» **What you will do**:
**a.** Answer the following questions using the colvarsfinder.utils documentation.
(i) Which function generates a CSV file that contains the weights of the sampled states?
(ii) What is the default value of the min_w parameter of the WeightedTrajectory class?
(iii) Under what license is the module released?
**b.** Write out, word for word, the passage of the colvarsfinder.utils documentation starting with "Using the states" and going on through "classes in the module colvarsfinder.core.".

» **Document extract**:
Trajectory Data — `colvarsfinder.utils`

Author:: Wei Zhang
Year:: 2022
Copyright:: GNU Public License v3

This module implements the function integrate_md_langevin() and integrate_sde_overdamped() for sampling trajectory data of (molecular) dynamical systems, the function calc_weights() for calculating weights of the states, and the class WeightedTrajectory for holding trajectory information.

Typical usage

The main purpose of this module is to prepare training data for training tasks in the module colvarsfinder.core. Assume that the invariant distribution of the system is \(\mu\) at temperature \(T\). One can use this module in the following two steps.

Run integrate_md_langevin() or integrate_sde_overdamped() to sample states \((x_l)_{1\le l \le n}\) of the (biased) system at a possibly higher temperature \(T_{sim} \ge T\);

Use calc_weights() to generate a CSV file that contains the weights \((v_l)_{1\le l \le n}\) of the sampled states.

The weights are calculated in a way such that one can approximate the distribution \(\mu\) using the biased data \((x_l)_{1\le l \le n}\) by

\[\int_{\mathbb{R}^{d}} f(x) \mu(dx) \approx \frac{\sum_{l=1}^n v_l f(x_l)}{\sum_{l=1}^n v_l}\,,\]

for test functions \(f\), where \(d\) is the dimension of the system.

Using the states and weights generated in the above two steps, one can construct the class WeightedTrajectory, which can then be passed on to the training task classes in the module colvarsfinder.core.

Classes

class colvarsfinder.utils.WeightedTrajectory(universe=None, input_ag=None, traj_filename=None, weight_filename=None, min_w=0.0, max_w=inf, verbose=True)[source]

Class that stores trajectory data assoicated to an MDAnalysis Universe.

Parameters:

universe (MDAnalysis.core.universe.Universe) – a MDAnalysis Universe that contains trajectory data
input_ag (MDAnalysis.core.groups.AtomGroup) – atom group used for input. All atoms are selected, if it is none. This argument is relevent only when universe is not None.

» **Dataset extract**:

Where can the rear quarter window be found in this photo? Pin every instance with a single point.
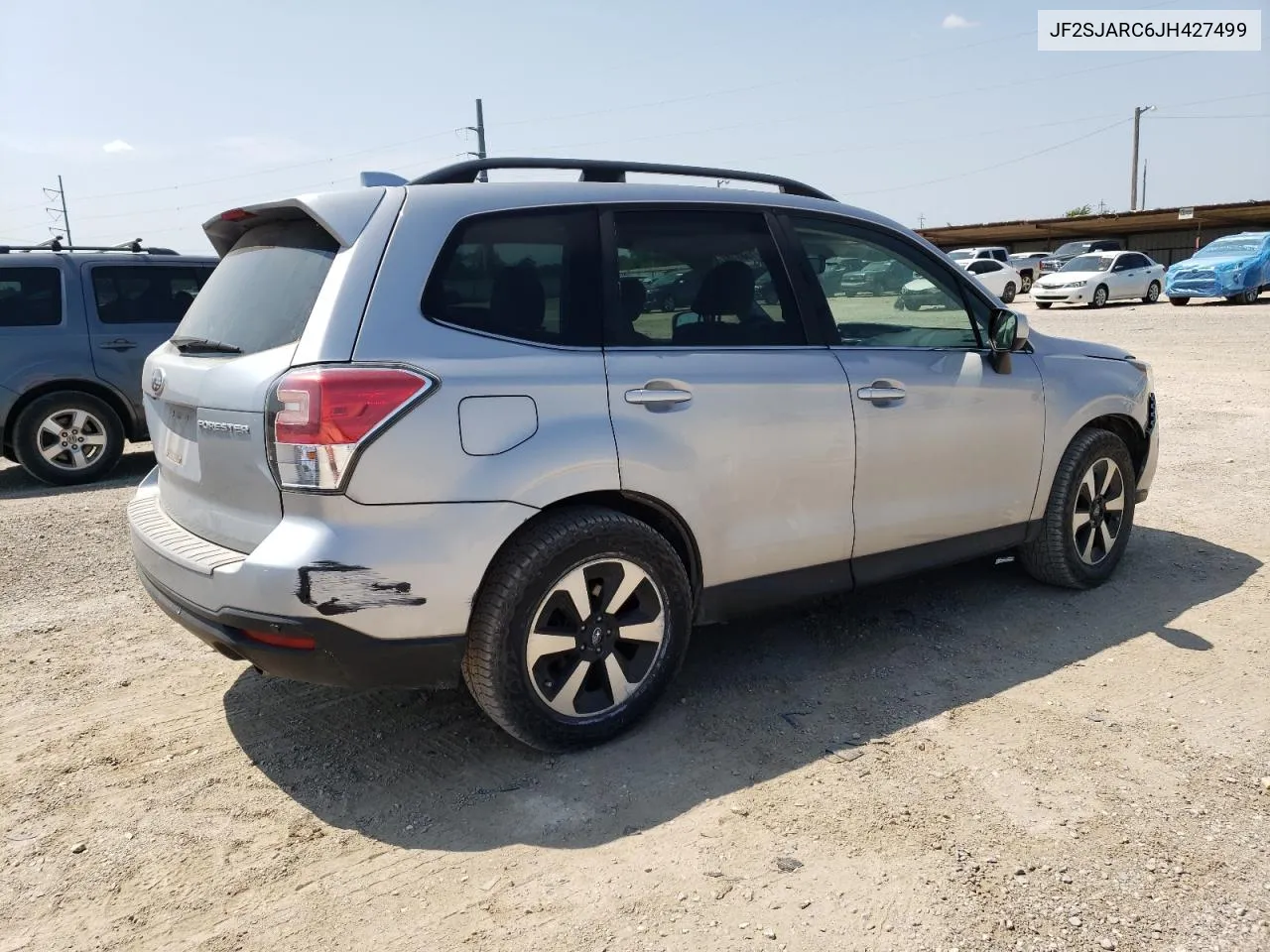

» **Written responses**:
**a.**
(i) calc_weights()
(ii) 0.0
(iii) GNU Public License v3

**b.**
Using the states and weights generated in the above two steps, one can construct the class WeightedTrajectory, which can then be passed on to the training task classes in the module colvarsfinder.core.